▸ **SOURCE TEXT**
___

Can you try on a device with a GPU and CUDA please?
Thanks

@oabuhamdan
Copy link
Author

(I use a supercomputer with a shared FS environment. The GPU node shares the venv with the CPU node)

When I run DS_SKIP_CUDA_CHECK=1 DS_BUILD_CPU_ADAM=1 pip install deepspeed --no-cache-dir -vv on a CPU only node, it builds successfully. Here is the output of ds_report

$ ds_report
/home/3458/pytorch/venv/lib/python3.11/site-packages/torch/cuda/__init__.py:118: UserWarning: CUDA initialization: The NVIDIA driver on your system is too old (found version 11010). Please update your GPU driver by downloading and installing a new version from the URL: http://www.nvidia.com/Download/index.aspx Alternatively, go to: https://pytorch.org to install a PyTorch version that has been compiled with your version of the CUDA driver. (Triggered internally at ../c10/cuda/CUDAFunctions.cpp:108.)
  return torch._C._cuda_getDeviceCount() > 0
[2024-06-26 11:41:45,126] [WARNING] [real_accelerator.py:162:get_accelerator] Setting accelerator to CPU. If you have GPU or other accelerator, we were unable to detect it.

___

▸ **LISTED RECORDS**
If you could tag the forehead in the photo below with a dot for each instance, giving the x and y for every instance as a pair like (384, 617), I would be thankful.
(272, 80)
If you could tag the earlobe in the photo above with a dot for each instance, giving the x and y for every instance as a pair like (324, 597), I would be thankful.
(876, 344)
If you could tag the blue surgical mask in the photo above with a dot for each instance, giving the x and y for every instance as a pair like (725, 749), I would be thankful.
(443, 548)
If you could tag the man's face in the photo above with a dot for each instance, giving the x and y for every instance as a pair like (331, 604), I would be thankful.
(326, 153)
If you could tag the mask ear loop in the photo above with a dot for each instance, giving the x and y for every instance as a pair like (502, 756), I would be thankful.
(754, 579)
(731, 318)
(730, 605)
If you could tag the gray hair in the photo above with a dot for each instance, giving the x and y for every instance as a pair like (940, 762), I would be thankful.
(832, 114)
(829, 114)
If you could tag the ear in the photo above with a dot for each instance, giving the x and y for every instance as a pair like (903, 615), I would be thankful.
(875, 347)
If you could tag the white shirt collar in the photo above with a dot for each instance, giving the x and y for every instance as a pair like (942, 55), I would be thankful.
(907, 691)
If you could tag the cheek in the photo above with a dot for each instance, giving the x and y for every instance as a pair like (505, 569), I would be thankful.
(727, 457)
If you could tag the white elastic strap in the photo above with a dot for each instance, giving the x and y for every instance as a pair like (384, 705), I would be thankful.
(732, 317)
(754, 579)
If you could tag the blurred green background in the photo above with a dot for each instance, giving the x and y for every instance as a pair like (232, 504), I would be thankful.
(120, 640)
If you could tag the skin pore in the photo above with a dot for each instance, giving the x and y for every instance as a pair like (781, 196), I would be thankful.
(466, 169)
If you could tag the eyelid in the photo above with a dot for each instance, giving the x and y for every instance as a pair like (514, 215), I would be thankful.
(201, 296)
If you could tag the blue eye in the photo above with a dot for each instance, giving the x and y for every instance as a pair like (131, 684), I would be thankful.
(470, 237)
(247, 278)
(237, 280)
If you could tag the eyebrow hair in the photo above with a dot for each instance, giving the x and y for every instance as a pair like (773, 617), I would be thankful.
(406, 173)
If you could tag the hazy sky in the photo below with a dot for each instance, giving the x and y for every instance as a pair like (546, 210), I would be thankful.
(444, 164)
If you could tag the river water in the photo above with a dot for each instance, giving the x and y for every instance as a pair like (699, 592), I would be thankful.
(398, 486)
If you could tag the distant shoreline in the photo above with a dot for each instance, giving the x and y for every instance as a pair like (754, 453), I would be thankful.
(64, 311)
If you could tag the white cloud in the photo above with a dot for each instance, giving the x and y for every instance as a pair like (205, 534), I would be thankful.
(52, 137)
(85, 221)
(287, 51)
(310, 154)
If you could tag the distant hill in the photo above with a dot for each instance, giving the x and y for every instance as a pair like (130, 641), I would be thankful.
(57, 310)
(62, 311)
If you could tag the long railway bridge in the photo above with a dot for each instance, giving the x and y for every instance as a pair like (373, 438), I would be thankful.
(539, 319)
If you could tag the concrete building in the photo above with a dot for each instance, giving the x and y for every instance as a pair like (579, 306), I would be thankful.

___

▸ **TASK REQUIREMENTS**
a: Could you rewrite the part of the DeepSpeed thread that opens with the words containing "When I run DS_SKIP_CUDA_CHECK=1" and closes with "internally at ../c10/cuda/CUDAFunctions.cpp:108.)", replacing "builds successfully" with "compiles successfully"?
b: In the DeepSpeed thread, what driver version does the CUDA initialization warning say it found?
The entries are separate from the DeepSpeed thread.

▸ **ANSWERS FOR THIS EXERCISE**
a:
When I run DS_SKIP_CUDA_CHECK=1 DS_BUILD_CPU_ADAM=1 pip install deepspeed --no-cache-dir -vv on a CPU only node, it compiles successfully. Here is the output of ds_report

$ ds_report
/home/3458/pytorch/venv/lib/python3.11/site-packages/torch/cuda/__init__.py:118: UserWarning: CUDA initialization: The NVIDIA driver on your system is too old (found version 11010). Please update your GPU driver by downloading and installing a new version from the URL: http://www.nvidia.com/Download/index.aspx Alternatively, go to: https://pytorch.org to install a PyTorch version that has been compiled with your version of the CUDA driver. (Triggered internally at ../c10/cuda/CUDAFunctions.cpp:108.)

b: 11010